> _Tasks to carry out_
1. Please return the Buildroot mailing-list message word for word, from "On 2020-09-03 14:47" up to and including "this wasn't legal?".
2. Resume the Buildroot mailing-list message on Go package vendoring, picking up right after its last line.

[Buildroot] [RFC PATCH v1 1/1] package/pkg-golang: download deps to vendor tree if not present

Yann E. MORIN yann.morin.1998 at free.fr
Fri Sep 4 08:06:12 UTC 2020


Christian, All,

On 2020-09-03 14:47 -0700, Christian Stewart spake thusly:
> On Thu, Sep 3, 2020 at 1:44 PM Yann E. MORIN <yann.morin.1998 at free.fr> wrote:
> > On 2020-09-03 12:40 -0700, Christian Stewart spake thusly:
[--SNIP--]
> People are going to take Buildroot and store a private copy of it on
> their internal server, make modifications?
> 
> All of this on a GPLv2 licensed project? I thought this wasn't legal?

Of course this is totally legit. You do it all the time when you giot
clone toyour local machine and do modifications, for example.

> For br2-external packages you can relax the LICENSE requirement.

But in the Buildroot infra, we do not treat packages from br2-external
differently from in-tree packages.

> > The packages at stake here are non-public packages that people write as
> > part of their day-time job in their company. It is totally possible that
> > someone belives it would be "easier" to have the source of a dependency
> > bundled in their proprietary package.
> 
> That's fine, but that would go into br2-external as you've said.

No.

> > Which is *exactly* the case about a proprietary package vendoring a set
> > of external libraries.

> _Listed records_
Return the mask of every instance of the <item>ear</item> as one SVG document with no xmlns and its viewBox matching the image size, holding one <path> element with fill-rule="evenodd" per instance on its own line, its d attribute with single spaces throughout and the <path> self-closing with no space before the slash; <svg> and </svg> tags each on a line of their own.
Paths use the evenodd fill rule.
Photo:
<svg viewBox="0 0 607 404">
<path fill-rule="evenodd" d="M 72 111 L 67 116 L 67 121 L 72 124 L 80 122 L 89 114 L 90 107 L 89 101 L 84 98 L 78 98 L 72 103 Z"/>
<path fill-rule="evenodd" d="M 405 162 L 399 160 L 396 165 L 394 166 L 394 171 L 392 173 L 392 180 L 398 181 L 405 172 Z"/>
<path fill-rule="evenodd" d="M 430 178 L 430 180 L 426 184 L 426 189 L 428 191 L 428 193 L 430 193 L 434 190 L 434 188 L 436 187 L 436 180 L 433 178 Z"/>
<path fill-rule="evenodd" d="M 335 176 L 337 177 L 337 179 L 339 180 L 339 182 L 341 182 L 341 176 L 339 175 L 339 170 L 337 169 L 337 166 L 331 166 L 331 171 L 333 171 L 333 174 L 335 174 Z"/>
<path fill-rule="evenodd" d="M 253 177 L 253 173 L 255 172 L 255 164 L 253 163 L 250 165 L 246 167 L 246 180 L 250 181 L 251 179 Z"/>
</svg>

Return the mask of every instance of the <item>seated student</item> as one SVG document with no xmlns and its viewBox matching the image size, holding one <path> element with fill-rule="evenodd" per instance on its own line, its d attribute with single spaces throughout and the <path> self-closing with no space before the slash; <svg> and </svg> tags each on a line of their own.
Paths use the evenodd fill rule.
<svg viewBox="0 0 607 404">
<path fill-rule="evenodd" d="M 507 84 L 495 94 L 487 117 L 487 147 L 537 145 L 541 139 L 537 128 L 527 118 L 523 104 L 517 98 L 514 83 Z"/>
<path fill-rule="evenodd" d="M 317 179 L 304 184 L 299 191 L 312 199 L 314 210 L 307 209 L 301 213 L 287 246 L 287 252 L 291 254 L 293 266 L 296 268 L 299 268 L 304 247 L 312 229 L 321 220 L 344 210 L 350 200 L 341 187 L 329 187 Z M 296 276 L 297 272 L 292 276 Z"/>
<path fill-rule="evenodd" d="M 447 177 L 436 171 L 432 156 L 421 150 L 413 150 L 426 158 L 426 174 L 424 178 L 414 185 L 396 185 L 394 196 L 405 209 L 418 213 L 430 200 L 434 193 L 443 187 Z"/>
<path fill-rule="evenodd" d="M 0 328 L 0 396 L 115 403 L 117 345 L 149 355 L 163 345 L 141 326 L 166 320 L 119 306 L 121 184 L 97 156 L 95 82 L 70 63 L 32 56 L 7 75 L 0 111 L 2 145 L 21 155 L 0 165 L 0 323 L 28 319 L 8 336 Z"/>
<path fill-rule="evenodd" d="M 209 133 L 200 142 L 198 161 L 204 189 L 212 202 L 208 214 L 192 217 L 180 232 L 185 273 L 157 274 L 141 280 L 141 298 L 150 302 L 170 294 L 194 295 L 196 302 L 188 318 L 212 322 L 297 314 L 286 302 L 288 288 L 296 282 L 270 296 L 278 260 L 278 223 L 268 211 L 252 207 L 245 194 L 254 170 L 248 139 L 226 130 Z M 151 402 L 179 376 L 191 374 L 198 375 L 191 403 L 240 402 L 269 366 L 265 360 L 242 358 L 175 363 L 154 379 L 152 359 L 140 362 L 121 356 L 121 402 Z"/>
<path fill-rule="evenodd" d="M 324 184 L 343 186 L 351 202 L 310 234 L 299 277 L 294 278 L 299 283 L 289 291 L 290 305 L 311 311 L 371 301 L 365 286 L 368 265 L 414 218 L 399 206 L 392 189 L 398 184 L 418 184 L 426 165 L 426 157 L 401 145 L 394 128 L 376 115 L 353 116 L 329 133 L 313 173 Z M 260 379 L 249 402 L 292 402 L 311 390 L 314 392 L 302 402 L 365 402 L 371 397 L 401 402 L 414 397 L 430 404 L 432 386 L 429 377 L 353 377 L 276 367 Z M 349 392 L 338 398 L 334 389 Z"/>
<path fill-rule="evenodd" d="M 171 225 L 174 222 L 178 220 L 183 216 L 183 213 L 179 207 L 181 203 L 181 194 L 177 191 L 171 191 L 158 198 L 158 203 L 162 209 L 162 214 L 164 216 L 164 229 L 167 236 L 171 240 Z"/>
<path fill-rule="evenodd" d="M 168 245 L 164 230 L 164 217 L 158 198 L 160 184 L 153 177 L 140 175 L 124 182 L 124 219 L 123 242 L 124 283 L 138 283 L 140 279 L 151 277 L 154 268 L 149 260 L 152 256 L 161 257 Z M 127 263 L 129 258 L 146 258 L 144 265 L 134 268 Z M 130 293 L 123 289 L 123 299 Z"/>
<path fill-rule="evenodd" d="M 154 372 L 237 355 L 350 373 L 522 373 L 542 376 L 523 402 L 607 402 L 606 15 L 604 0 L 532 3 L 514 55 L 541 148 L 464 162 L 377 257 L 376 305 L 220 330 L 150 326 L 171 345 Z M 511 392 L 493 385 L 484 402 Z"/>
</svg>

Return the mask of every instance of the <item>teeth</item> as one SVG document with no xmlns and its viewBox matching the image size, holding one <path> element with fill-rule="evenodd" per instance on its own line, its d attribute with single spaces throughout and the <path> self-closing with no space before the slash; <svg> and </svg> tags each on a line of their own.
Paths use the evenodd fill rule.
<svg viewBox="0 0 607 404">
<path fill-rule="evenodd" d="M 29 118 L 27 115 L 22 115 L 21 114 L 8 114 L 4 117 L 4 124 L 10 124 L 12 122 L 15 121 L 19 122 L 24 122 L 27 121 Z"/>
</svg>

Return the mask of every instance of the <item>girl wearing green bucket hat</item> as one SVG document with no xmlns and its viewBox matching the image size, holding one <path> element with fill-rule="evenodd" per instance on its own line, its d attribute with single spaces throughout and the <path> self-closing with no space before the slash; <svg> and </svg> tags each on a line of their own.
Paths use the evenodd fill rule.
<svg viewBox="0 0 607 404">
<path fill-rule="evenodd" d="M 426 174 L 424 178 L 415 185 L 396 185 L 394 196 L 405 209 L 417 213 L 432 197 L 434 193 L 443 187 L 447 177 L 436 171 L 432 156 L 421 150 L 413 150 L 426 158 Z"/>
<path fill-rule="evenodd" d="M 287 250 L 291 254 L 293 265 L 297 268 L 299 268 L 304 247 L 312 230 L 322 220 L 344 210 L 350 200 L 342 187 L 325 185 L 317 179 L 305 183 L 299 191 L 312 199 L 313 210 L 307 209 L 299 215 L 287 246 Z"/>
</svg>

> _Task-by-task answers_
1.
On 2020-09-03 14:47 -0700, Christian Stewart spake thusly:
> On Thu, Sep 3, 2020 at 1:44 PM Yann E. MORIN <yann.morin.1998 at free.fr> wrote:
> > On 2020-09-03 12:40 -0700, Christian Stewart spake thusly:
[--SNIP--]
> People are going to take Buildroot and store a private copy of it on
> their internal server, make modifications?
> 
> All of this on a GPLv2 licensed project? I thought this wasn't legal?

2.
> 
> If proprietary package is importing some external libraries that may
> be permissively licensed, even requiring redistribution in source
> form, without the proprietary section - how do you redistribute those
> dependencies separately?

Redistribution is the role of legal-info, see below how I suggest this
is handled.

> > > We're enforcing hash checks on these bundles. The format may not
> > > always be the same across versions. Storing the source code before
> > > it's extracted into a vendor tree is the only way to be sure that the
> > > hashes won't change between iterations of the package manager.
> >
> > If a package vendors unversioned dependencies, then indeed we can't add
> > hashes for that package, because two builds may get different stuff for
> > each such vendored dependency, like we don;t add hashes for stuff we
> > know is not reproducible (bzr, cvs, hg for example).
> 
> I don't understand what you're saying here. It should not be possible
> to have the package manager bring in arbitrary dependencies at build
> time. Buildroot builds are meant to produce the same output every
> time, right?

For example, dependencies in npm are loose, where yiou can say "I need
package bar at version 1.x". So at some point, the 'x' in '1.x' will
match the latest '1.1' and use that, but the next day, '1.2' might get
released, and the 'x' would match that. So if bar 1.2 brings in a new
dependency,or a new version of an existing dependency, two builds do not
provide the same output and are thus not reproducible.

See:
    https://docs.npmjs.com/files/package.json#dependencies
    https://docs.npmjs.com/misc/semver

> > > It's
> > > also the only way to redistribute the source code packages for the
> > > libraries independently from the proprietary part,
> >
> > Except as I explained, it does not work in case the dependencies have
> > dependencies to other proprietary packages, at an arbitrary depth...
> 
> I don't understand what you're saying here.
> 
> Package A (in buildroot) imports package B. Package B imports
> proprietary package C.

That is the other way around: the top-leval package is proprietary, and
it imports FLOSS packages:

  - foo is proprietary
    - foo vendors bar
      - bar is proprietary
        - bar vendors buz, which is FLOSS (e.g. MIT, LGPL...)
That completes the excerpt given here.